WRITTEN PROBLEM.
Reproduce only the part of the listing from the line with "vest. Report pixel corners as JSON arrays." to the line with "304, 168, 455]]", changing every "pixel corners" to "corner coordinates" and leaving all else untouched.

MATERIAL PROVIDED.
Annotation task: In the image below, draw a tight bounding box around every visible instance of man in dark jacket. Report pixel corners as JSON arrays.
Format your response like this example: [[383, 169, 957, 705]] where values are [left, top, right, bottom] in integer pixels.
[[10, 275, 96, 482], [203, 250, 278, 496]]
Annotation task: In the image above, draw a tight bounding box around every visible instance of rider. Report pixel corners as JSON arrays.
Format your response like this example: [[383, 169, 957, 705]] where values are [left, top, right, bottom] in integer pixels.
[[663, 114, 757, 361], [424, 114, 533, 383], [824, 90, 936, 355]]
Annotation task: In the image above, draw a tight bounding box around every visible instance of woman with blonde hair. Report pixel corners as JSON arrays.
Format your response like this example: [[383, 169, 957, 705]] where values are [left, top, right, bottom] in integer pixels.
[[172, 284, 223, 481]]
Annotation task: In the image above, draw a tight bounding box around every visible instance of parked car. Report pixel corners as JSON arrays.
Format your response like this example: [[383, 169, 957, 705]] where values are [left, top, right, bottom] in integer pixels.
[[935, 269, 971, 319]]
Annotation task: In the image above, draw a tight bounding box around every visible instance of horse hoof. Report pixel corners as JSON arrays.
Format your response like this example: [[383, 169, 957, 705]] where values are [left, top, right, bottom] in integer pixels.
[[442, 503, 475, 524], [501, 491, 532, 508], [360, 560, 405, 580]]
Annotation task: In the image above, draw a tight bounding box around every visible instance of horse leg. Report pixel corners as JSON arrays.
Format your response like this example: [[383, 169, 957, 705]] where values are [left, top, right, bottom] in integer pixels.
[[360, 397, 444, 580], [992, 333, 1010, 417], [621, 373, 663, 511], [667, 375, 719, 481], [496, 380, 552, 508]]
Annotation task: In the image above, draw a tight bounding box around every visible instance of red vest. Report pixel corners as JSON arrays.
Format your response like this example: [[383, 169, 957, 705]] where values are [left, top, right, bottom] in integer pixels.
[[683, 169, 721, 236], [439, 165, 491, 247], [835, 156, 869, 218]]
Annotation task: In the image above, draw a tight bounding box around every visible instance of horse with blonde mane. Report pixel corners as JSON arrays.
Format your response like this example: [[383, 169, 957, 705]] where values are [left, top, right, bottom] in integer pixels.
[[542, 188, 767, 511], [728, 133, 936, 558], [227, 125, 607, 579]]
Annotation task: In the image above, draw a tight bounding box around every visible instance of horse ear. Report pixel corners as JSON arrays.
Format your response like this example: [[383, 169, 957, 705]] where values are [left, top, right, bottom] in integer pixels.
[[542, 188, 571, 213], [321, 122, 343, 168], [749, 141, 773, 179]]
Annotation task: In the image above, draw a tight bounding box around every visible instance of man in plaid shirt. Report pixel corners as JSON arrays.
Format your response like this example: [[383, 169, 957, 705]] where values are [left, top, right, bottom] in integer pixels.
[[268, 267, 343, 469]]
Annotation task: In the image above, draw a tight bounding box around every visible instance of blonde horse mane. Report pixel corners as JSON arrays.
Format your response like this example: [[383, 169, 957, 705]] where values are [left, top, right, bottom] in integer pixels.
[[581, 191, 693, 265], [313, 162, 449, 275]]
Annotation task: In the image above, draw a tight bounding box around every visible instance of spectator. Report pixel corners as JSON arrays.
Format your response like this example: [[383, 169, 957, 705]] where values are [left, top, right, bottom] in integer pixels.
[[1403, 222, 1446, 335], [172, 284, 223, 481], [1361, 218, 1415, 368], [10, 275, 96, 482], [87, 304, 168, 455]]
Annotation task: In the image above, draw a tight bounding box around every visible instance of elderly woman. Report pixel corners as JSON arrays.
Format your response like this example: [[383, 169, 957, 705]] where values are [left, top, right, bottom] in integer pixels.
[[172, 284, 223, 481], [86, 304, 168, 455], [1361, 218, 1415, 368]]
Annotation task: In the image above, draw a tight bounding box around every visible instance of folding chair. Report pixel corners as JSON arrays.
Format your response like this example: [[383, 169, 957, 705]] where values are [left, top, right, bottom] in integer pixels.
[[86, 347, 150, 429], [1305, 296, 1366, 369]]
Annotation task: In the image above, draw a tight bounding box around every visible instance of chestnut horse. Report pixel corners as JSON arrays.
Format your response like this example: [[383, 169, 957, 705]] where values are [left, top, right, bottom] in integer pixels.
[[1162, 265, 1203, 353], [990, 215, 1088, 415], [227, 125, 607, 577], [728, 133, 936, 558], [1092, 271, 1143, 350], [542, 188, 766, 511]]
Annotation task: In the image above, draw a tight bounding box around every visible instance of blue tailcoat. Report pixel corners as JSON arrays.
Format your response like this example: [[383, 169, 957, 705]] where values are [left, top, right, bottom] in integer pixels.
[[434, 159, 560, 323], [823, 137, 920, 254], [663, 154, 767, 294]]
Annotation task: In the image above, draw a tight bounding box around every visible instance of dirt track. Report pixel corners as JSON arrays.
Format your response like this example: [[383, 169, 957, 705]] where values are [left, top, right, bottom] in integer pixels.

CORRECT RESPONSE.
Annotation task: In the image above, draw a tight bounding box around every visible instance of red vest. Report corner coordinates as JSON arrays.
Format your response like this example: [[383, 169, 957, 705]] where values are [left, top, right, bottom] in integer pixels.
[[683, 169, 721, 236], [439, 165, 491, 247], [835, 156, 869, 218]]
Annotation task: In the image above, draw a tight bounding box around every visible instance of horse with blonde mane. Report corner coordinates as JSON arrays.
Format your response like this example: [[383, 169, 957, 705]] where values are [left, top, right, bottom] in integer pixels.
[[542, 188, 767, 511], [728, 133, 936, 558], [227, 125, 607, 579]]
Annotation task: In the image above, draw a tight bounding box around every visible instance of horse ear. Report corner coordinates as JSON arrays.
Format your response like this example: [[383, 169, 957, 705]] where values are [left, top, right, bottom] in integer pixels.
[[542, 188, 571, 213], [321, 122, 343, 168], [749, 141, 773, 179]]
Annotation task: In the image above, draw a tight bounding box around every visible instance of man in plaid shirt. Report corner coordinates as JSON arrays.
Format your response like this example: [[383, 169, 957, 705]] where values are [left, top, right, bottom] in integer pixels.
[[268, 267, 343, 469]]
Annotation task: In the image above, draw a tight bounding box around every visible instance of blonde horse mane. Report corner coordinates as JSON arrays.
Format your response like this example: [[383, 169, 957, 705]] where values are [left, top, right, bottom] in integer pixels.
[[581, 191, 693, 265], [313, 162, 449, 275]]
Annotation task: In the image above, draw a tight bounding box around every visible instance of spectator. Report corner coordinates as JSON arrays.
Format your response like this example: [[383, 169, 957, 705]] where values are [left, top, right, bottom] in integer pixels.
[[1403, 222, 1446, 335], [172, 284, 223, 481], [1361, 218, 1415, 368], [10, 275, 96, 482], [87, 304, 168, 455]]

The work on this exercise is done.